Study questions
**1.** In the essay about Douglas Coupland, who told the writer to read Life After God?
**2.** Proceed with the essay about Douglas Coupland, continuing on from its last sentence.

Document segment

Coupland, Douglas - Eleanor Rigby

Four and a half years ago, when I first began attending Imago Dei Community Church, I met with my pastor, Rick McKinley, at a Starbucks at a newly built strip mall in a Portland suburb. I don’t remember much of the discussion we had that day, just catching up, mostly, but he told me I should read a book: Douglas Coupland’s Life After God.
Few books have affected me spiritually as much as Life After God. Coupland wrote thoughtfully of the innate need that humans feel to search out a higher being, something above themselves, and wrote from a perspective devoid of typical Christianity. One of the most beautiful paragraphs I’ve ever read about God was not wrapped in theology or seminary knowledge, but in the second to last page of Life After God:
“Now - here is my secret:
I tell it to you with an openness of heart that I doubt I will ever achieve again, so I pray that you are in a quiet room as you hear these words. My secret is that I need God - that I am sick and can no longer make it alone. I need God to help me give, because I no longer seem to be capable of giving; to help me be kind, as I no longer seem capable of kindness; to help me love, as I seem beyond being able to love.”
After 20 years of church and youth group and the Bible being whittled down to bite-size, self-help morsels for me, I felt fresh and in love, and it had taken a writer from outside the church to remind me of this.
I also took to the task of reading everything Douglas Coupland wrote, and I’ve read everything that he has written since. I’ll tell you this: none of his other books hit me the way that one did. This is, in part, because Life After God seemed more personal, while Coupland typically writes obvious fiction.

Referring expression data

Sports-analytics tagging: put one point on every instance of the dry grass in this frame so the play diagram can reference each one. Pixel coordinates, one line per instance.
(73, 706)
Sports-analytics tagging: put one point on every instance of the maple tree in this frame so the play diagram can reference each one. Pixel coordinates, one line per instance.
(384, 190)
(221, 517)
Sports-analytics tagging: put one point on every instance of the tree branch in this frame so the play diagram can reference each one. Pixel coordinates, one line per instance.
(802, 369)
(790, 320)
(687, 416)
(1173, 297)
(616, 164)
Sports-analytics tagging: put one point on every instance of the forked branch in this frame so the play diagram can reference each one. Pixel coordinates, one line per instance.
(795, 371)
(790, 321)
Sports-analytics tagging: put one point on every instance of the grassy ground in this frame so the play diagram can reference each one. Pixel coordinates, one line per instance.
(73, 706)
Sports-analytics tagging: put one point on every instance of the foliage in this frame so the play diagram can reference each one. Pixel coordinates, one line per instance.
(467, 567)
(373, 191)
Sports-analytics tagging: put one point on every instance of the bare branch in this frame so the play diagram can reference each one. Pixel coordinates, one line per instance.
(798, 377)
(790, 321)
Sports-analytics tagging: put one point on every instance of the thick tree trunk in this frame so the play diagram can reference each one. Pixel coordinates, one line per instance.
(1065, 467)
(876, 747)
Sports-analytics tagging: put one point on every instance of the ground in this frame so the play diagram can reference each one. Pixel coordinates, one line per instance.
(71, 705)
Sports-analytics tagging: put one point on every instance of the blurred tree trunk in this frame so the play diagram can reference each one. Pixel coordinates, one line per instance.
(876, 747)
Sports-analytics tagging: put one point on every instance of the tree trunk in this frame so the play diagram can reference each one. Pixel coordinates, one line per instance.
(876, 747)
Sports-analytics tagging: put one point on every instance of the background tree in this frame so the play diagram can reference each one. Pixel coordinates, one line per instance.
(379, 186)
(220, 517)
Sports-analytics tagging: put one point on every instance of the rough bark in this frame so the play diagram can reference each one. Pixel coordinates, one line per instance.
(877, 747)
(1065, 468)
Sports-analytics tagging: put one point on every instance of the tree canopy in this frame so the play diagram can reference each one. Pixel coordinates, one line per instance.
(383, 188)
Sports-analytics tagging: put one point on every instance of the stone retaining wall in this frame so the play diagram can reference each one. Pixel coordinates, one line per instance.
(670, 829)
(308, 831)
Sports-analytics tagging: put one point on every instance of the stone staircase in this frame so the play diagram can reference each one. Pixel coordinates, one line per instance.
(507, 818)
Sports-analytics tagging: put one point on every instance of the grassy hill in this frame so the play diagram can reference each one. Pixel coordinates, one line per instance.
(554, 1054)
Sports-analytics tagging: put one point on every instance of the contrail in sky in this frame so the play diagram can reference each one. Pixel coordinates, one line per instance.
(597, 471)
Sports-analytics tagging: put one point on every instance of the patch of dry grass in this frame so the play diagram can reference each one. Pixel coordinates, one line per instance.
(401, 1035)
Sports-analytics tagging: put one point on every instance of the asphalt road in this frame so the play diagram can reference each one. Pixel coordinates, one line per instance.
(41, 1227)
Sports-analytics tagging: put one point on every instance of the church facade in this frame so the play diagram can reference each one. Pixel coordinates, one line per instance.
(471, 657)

---

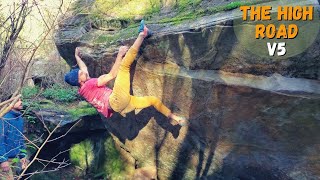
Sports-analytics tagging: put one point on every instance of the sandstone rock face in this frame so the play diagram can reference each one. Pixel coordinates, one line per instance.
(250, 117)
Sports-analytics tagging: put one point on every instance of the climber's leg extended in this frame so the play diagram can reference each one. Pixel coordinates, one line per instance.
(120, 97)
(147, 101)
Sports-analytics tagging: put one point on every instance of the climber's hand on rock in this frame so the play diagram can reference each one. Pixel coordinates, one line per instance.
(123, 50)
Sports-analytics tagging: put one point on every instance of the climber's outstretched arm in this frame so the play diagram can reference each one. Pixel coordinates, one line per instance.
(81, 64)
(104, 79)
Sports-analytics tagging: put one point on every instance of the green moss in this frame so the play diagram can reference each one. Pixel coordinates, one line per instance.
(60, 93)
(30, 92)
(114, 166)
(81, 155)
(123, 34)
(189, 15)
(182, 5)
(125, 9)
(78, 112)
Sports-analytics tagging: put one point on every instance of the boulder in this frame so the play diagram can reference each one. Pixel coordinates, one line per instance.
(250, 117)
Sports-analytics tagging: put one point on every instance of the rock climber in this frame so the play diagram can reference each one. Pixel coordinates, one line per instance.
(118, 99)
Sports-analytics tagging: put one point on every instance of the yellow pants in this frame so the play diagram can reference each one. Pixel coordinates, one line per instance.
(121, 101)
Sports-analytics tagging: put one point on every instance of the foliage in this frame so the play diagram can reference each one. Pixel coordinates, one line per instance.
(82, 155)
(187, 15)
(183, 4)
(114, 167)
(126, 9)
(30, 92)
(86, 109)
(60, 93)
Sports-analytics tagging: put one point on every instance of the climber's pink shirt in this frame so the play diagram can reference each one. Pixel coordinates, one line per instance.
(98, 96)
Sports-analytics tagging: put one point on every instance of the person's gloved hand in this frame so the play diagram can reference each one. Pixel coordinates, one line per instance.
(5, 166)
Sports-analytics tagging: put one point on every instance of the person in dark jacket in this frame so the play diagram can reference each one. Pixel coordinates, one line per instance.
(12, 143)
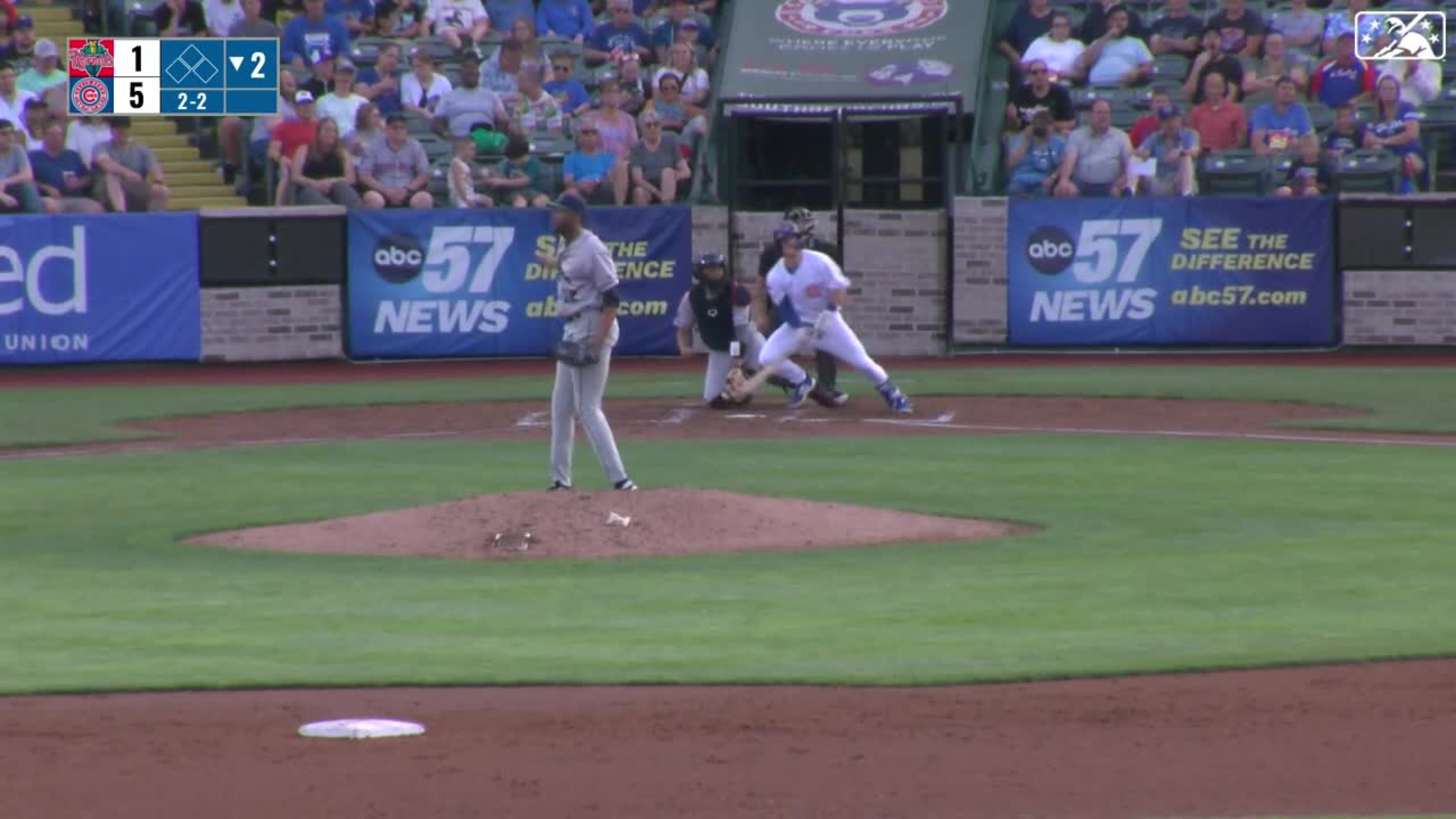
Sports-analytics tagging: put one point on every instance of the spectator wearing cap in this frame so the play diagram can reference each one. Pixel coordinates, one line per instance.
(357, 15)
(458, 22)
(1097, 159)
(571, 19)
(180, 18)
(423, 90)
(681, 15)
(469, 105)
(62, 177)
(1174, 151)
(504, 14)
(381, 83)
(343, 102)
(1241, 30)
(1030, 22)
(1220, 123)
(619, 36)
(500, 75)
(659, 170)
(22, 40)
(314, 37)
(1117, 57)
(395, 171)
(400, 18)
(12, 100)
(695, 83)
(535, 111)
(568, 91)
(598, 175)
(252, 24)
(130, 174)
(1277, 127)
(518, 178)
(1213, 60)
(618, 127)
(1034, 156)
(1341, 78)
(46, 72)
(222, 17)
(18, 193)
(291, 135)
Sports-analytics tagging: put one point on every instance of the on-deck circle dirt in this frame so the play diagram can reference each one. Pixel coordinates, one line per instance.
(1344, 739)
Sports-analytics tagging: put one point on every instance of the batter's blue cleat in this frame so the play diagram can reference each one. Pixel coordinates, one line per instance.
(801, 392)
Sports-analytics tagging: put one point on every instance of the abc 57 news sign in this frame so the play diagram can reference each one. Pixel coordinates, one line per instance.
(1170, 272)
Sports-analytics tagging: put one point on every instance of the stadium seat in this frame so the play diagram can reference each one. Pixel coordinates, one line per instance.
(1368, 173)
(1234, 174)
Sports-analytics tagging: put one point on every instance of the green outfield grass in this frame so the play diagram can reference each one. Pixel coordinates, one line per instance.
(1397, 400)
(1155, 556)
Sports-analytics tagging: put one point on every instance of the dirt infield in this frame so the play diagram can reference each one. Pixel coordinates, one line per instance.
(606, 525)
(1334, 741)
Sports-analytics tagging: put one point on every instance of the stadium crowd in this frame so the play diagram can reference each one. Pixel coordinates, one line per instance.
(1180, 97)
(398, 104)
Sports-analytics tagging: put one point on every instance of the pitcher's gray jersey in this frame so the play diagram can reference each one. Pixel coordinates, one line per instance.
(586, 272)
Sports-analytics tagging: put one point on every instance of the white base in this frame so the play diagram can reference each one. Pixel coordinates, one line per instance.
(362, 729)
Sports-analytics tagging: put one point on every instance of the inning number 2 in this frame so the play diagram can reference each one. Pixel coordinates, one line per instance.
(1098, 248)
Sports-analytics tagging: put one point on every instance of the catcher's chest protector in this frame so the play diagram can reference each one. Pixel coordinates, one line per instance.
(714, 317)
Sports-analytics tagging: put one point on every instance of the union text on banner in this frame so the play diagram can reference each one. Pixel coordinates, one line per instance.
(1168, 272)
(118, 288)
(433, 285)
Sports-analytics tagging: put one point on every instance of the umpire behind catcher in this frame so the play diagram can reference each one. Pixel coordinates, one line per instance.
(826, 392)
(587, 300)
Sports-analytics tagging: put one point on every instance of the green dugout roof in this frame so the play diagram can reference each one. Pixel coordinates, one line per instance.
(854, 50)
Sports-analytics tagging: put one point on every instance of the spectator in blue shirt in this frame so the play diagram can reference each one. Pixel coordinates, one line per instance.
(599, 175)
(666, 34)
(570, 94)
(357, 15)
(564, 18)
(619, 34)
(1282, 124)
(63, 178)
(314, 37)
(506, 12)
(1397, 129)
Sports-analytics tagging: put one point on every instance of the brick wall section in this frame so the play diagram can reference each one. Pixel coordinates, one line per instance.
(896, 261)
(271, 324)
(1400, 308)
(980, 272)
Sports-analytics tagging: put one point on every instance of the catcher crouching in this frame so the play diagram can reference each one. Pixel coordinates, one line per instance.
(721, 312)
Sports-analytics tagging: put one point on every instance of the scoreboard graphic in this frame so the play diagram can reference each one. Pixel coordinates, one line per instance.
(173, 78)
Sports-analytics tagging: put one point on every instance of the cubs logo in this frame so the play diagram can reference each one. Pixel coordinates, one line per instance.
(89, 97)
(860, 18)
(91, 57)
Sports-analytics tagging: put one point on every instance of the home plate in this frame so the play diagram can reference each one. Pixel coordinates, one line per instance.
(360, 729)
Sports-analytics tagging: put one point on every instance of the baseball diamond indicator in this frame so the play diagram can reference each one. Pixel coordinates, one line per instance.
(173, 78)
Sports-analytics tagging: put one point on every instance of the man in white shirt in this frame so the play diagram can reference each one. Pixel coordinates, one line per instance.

Expected results
**1.** Rick McKinley, the writer's pastor.

**2.**
Coupland’s last two novels, Hey, Nostradamus! and All Families are Psychotic, were disappointing. All Families are Psychotic, despite its brilliant title, lacked intimacy. Hey, Nostradamus! started well but ended on an unsatisfying note. I did not have high hopes for his newest release, Eleanor Rigby, but I did get that twinge of hope that occurs when I see the name of an author that has intensely affected me on a book that I haven’t read.
One of the best aspects of Life After God was that the loneliness of Coupland’s characters, which is present in all his books, is strangely comforting, especially at the novel’s conclusion. Eleanor Rigby brings back that sense of lovely loneliness and combines it with other Coupland trademarks: apocalyptic visions, mysterious turns of events and off-handed wit.
Coupland’s protagonist and narrator is Liz Dunn, a woman who repeatedly makes it clear that she is fat and plain, preemptively preventing the reader from turning her into the generic hero or heroine that we all picture when we read books. She describes herself as invisible, a blank, but in a funnily resigned way. Liz’s life is changed in the summer of 1997, when she first sees the Hale-Bopp comet and decides that she will stop seeking certainty in her life, and instead seek peace. A few days later, she receives a phone call from a local hospital: a young man she has never met has her name and contact information on his medical bracelet. And that’s before the truly crazy stuff starts.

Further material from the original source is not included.